Your objective:
Reproduce every line of the data below, all wording included, but multiply each answer coordinate by 0.5 and round it to a whole number, with halves rounded up. Leave the sample coordinates that show the format unchanged, and omit the images.
━━━━━━━━
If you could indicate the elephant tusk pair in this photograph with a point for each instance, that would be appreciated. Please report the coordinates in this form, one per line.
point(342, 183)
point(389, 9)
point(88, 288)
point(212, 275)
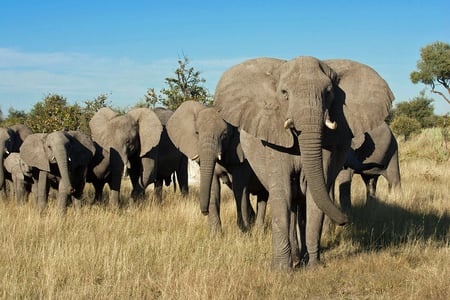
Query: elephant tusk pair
point(330, 125)
point(289, 123)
━━━━━━━━
Expected answer:
If you could indicate the elephant tusk pair in this photograph with a point for each instance, that would be appreciated. Please report the coordinates in this form, one per line.
point(342, 183)
point(389, 9)
point(88, 288)
point(212, 275)
Query: elephant tusk pair
point(165, 63)
point(145, 62)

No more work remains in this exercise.